**What to produce**
Return each line of the data below unchanged, please.

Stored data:
* * *

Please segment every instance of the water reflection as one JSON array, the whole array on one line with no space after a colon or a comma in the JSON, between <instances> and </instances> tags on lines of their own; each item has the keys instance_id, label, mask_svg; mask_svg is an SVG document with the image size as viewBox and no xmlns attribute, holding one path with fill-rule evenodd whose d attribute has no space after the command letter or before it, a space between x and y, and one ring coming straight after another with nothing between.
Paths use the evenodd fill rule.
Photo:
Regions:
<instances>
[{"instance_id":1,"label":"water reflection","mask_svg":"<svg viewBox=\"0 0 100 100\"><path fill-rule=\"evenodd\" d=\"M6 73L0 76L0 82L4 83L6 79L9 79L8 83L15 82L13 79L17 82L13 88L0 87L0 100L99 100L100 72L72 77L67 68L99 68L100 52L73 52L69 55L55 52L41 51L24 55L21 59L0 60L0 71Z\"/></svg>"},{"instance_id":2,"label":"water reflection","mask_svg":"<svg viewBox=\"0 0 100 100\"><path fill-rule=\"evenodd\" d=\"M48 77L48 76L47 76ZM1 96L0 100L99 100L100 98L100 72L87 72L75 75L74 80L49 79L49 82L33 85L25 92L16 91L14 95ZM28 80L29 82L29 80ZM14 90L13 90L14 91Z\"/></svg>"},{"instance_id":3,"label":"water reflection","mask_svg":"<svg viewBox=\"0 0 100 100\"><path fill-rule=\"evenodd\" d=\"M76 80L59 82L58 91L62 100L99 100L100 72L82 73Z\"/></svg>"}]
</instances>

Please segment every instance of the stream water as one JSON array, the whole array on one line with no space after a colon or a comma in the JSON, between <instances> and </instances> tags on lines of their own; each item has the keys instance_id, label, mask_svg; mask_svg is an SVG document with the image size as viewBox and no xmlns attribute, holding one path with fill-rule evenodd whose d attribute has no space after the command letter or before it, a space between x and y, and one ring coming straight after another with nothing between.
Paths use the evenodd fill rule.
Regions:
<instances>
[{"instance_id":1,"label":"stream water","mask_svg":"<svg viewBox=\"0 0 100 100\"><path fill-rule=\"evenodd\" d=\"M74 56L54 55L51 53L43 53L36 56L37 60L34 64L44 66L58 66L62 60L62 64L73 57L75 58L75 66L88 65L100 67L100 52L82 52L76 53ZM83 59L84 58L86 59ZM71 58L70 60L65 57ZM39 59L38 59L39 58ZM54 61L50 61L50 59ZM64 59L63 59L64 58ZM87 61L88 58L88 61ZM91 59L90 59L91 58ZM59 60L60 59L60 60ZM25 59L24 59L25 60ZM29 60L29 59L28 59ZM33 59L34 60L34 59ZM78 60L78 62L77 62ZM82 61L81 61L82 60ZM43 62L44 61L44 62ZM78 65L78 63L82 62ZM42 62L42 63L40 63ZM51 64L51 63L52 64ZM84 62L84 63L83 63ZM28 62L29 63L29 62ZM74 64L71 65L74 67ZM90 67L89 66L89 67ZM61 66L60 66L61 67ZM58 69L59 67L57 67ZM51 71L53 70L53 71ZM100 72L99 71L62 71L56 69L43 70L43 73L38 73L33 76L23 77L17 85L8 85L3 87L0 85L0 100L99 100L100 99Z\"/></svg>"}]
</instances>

* * *

**Exercise output**
Please segment every instance of the water reflection as one JSON array, the whole array on one line with no space after a colon or a comma in the JSON, between <instances> and </instances> tags on lines of their own; each item has the keys instance_id, label, mask_svg; mask_svg is an SVG document with the image size as viewBox and no xmlns attribute, holding one path with fill-rule evenodd whose d attribute has no space after the command letter or before it, a space between x and y, and one ring coming straight after another with nothing between.
Paths use the evenodd fill rule.
Photo:
Regions:
<instances>
[{"instance_id":1,"label":"water reflection","mask_svg":"<svg viewBox=\"0 0 100 100\"><path fill-rule=\"evenodd\" d=\"M6 73L0 76L0 82L4 83L6 79L9 79L8 83L15 82L13 79L17 82L13 88L0 87L0 100L99 100L100 72L72 77L67 68L99 68L100 52L73 52L69 55L55 52L41 51L24 55L21 59L0 60L0 71Z\"/></svg>"},{"instance_id":2,"label":"water reflection","mask_svg":"<svg viewBox=\"0 0 100 100\"><path fill-rule=\"evenodd\" d=\"M48 77L48 76L47 76ZM1 96L0 100L99 100L100 98L100 72L87 72L75 75L74 80L49 79L49 82L33 85L25 92L16 91L14 95ZM28 80L29 82L29 80ZM14 90L13 90L14 91Z\"/></svg>"},{"instance_id":3,"label":"water reflection","mask_svg":"<svg viewBox=\"0 0 100 100\"><path fill-rule=\"evenodd\" d=\"M76 80L59 82L58 91L62 100L99 100L100 72L82 73Z\"/></svg>"}]
</instances>

Please segment every instance of the stream water as one JSON array, the whole array on one line with no space after a colon or a comma in the JSON, between <instances> and </instances> tags on lines of their own; each item has the keys instance_id, label, mask_svg; mask_svg is an SVG document with the image size as viewBox and no xmlns attribute, holding one path with fill-rule evenodd whose d attribute has no space after the command letter or before it, a space between x and y, and one ring coming straight after another with nothing between.
Paths use the evenodd fill rule.
Regions:
<instances>
[{"instance_id":1,"label":"stream water","mask_svg":"<svg viewBox=\"0 0 100 100\"><path fill-rule=\"evenodd\" d=\"M74 56L54 55L51 53L43 53L36 56L37 60L34 64L44 66L58 66L62 60L62 64L73 57L75 58L75 66L88 65L100 67L100 52L82 52L76 53ZM83 59L84 58L86 59ZM71 58L70 60L65 57ZM39 59L38 59L39 58ZM54 61L50 61L50 59ZM64 59L63 59L64 58ZM87 61L88 58L88 61ZM91 59L90 59L91 58ZM59 60L60 59L60 60ZM25 59L24 59L25 60ZM29 60L29 59L28 59ZM33 59L34 60L34 59ZM78 60L78 62L77 62ZM82 61L81 61L82 60ZM43 62L44 61L44 62ZM78 65L78 63L82 62ZM42 62L42 63L40 63ZM51 64L51 63L52 64ZM84 62L84 63L83 63ZM28 62L29 63L29 62ZM74 64L71 65L74 67ZM90 67L89 66L89 67ZM61 66L60 66L61 67ZM58 69L59 67L57 67ZM51 71L53 70L53 71ZM100 72L99 71L62 71L56 69L43 70L43 73L38 73L33 76L23 77L17 85L8 85L3 87L0 85L0 100L99 100L100 99Z\"/></svg>"}]
</instances>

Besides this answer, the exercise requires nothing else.